Air quality levels in the area are being monitored regularly in different locations with people in affected areas urged to follow advice from Public Health England and keep their windows and doors closed.

Experts warned that high levels of pollutants generated from the blaze could have a significant effect on people’s health.

A woman wears a gas mask on her return from shops as smoke filled streets in Mossley

Allan Bentley/Cavendish Press 

Residents in Manchester were left struggling to breathe as toxic smoke swept down from Saddleworth Moor.

Hugh Coe, professor of atmospheric composition at the University of Manchester, said plume peak concentrations were “very high” and air quality close to the fire was “very poor”.

He said pollution plumes have been detected in the centre of Manchester. No rain is forecast for Tameside for the rest of the week at least.

Sparks from off-road bikes could have set light to grass

The cause of the original seat of the fire – thought to be at Buckton Hill, which is land above Buckton Vale, Carrbrook – has not been established, but fire chiefs said a detailed investigation would be launched at the appropriate time.

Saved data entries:
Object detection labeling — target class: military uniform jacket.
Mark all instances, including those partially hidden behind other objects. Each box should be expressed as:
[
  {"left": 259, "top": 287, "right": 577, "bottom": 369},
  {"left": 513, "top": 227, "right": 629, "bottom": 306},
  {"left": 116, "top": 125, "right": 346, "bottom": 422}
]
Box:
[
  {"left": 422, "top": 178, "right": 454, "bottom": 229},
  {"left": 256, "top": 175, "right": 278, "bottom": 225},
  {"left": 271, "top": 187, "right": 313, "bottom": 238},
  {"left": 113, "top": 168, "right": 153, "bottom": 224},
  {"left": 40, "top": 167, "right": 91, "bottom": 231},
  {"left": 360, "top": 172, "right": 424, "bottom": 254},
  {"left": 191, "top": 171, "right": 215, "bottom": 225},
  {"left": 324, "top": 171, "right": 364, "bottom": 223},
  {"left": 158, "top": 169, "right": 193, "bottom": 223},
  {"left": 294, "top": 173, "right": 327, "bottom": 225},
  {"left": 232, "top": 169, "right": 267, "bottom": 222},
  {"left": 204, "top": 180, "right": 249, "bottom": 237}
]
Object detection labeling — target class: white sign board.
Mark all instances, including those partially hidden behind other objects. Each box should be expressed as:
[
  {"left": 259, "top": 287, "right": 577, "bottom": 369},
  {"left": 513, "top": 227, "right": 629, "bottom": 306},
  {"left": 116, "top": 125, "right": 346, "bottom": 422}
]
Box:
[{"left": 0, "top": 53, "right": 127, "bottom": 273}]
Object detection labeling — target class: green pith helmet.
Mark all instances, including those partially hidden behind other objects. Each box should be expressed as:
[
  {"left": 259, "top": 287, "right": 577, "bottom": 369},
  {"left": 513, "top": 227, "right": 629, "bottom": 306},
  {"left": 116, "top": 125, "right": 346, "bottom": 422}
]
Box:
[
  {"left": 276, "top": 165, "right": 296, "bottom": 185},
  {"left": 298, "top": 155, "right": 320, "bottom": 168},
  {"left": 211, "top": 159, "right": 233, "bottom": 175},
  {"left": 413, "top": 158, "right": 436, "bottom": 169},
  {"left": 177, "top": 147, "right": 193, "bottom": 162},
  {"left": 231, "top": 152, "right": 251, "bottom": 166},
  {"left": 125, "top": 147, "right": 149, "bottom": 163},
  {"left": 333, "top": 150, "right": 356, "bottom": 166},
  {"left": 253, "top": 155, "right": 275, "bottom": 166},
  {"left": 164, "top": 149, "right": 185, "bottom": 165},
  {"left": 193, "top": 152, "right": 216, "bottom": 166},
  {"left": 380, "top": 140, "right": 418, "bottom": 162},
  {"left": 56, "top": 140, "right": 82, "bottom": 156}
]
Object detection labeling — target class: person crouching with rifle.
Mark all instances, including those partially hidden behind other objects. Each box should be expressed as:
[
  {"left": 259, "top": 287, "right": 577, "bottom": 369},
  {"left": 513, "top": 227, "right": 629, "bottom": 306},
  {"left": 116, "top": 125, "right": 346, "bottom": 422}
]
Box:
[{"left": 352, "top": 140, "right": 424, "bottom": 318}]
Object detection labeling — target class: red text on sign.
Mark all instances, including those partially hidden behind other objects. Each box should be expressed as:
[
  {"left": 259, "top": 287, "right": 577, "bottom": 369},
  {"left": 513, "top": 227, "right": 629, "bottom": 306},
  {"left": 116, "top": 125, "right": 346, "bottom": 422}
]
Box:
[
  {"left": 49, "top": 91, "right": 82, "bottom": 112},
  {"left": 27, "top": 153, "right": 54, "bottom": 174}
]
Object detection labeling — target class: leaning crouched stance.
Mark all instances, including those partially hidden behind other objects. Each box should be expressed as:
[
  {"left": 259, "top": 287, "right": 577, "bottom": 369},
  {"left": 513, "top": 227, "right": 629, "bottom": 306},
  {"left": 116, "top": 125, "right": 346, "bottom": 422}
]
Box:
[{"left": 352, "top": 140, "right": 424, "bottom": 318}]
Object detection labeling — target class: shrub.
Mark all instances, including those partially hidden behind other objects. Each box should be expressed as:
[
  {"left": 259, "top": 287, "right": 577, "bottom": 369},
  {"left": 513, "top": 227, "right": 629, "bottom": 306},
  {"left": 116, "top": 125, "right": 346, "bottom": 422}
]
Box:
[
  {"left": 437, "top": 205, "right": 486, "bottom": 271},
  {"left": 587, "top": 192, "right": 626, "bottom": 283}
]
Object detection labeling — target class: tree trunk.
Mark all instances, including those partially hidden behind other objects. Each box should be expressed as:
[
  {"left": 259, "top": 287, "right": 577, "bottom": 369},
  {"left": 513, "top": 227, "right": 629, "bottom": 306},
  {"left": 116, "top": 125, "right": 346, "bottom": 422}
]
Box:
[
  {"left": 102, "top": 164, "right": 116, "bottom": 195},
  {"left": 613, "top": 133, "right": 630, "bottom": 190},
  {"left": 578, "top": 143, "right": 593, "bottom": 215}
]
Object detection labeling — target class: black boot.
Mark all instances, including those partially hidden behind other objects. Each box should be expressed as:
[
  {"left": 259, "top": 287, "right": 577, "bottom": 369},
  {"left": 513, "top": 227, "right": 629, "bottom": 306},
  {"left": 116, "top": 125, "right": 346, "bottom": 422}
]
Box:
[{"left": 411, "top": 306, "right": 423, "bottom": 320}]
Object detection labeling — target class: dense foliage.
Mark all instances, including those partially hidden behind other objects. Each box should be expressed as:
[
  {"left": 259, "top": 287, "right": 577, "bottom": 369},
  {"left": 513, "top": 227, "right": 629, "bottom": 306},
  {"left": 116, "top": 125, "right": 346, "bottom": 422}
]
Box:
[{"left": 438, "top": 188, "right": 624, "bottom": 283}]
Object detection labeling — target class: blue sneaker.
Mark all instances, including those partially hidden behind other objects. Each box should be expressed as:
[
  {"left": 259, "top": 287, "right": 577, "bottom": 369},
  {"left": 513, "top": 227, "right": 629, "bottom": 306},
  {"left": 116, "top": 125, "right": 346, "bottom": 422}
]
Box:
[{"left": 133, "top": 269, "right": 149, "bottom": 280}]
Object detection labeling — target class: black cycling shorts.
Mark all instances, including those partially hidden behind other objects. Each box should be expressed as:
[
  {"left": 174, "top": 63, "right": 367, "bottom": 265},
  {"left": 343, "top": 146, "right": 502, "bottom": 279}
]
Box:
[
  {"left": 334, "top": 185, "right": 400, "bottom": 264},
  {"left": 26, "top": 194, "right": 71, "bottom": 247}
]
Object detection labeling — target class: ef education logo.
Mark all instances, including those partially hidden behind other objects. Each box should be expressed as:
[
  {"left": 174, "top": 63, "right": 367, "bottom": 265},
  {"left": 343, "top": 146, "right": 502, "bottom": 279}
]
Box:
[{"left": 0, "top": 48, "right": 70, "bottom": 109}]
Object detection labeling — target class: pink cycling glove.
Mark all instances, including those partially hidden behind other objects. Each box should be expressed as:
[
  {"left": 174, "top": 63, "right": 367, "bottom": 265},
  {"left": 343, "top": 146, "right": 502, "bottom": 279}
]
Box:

**Required action A**
In the Saddleworth Moor fire article, where was the original seat of the fire thought to be?
**Required action B**
Output everything in the Saddleworth Moor fire article from "Experts warned that" down to "week at least.".
Draw only on the Saddleworth Moor fire article, without outside knowledge.

**Answer section A**
At Buckton Hill, which is land above Buckton Vale, Carrbrook.

**Answer section B**
Experts warned that high levels of pollutants generated from the blaze could have a significant effect on people’s health.

A woman wears a gas mask on her return from shops as smoke filled streets in Mossley

Allan Bentley/Cavendish Press 

Residents in Manchester were left struggling to breathe as toxic smoke swept down from Saddleworth Moor.

Hugh Coe, professor of atmospheric composition at the University of Manchester, said plume peak concentrations were “very high” and air quality close to the fire was “very poor”.

He said pollution plumes have been detected in the centre of Manchester. No rain is forecast for Tameside for the rest of the week at least.